* [Given data]
━━━━━━━━
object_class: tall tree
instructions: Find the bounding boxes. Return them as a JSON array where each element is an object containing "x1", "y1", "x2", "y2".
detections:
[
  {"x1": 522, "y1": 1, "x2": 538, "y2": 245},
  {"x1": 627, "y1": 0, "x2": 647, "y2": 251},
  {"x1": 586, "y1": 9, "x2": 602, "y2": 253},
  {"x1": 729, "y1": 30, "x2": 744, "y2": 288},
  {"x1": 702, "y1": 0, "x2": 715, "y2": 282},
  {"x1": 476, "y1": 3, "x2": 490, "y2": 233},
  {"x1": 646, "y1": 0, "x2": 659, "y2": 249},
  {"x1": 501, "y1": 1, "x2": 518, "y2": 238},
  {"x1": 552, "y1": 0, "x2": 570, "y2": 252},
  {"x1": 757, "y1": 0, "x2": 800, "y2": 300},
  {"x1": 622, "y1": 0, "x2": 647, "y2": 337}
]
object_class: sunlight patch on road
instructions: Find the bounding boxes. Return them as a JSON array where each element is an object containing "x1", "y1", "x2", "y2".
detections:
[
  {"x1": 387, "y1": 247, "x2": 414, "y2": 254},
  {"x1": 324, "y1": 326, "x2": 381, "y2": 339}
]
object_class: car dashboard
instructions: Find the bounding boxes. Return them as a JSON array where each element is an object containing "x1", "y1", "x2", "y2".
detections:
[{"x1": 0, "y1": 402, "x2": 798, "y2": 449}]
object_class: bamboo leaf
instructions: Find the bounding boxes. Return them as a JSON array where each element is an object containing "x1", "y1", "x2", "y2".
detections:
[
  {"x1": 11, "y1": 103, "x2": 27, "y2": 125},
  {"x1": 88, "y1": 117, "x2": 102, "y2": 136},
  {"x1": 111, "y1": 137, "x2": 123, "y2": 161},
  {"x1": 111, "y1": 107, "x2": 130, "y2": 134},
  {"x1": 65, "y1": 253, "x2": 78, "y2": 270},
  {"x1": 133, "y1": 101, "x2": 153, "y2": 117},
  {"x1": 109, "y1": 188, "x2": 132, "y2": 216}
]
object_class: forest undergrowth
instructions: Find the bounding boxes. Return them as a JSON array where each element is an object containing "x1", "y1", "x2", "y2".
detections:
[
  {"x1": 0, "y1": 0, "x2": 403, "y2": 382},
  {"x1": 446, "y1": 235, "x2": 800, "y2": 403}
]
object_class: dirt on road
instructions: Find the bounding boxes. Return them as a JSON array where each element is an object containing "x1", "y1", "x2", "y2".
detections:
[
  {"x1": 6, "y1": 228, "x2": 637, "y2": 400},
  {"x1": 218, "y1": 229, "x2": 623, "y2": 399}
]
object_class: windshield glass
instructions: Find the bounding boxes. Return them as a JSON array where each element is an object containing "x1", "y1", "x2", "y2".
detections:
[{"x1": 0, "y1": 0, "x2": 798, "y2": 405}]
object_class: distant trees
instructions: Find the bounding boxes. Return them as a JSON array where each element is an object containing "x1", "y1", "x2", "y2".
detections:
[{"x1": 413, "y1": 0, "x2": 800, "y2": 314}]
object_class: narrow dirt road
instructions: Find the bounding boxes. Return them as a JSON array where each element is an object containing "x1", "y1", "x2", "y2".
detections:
━━━━━━━━
* [What you are asked to do] Examine each line of the records above and tally those with the string "dirt". State the total alone.

* [Written solution] 2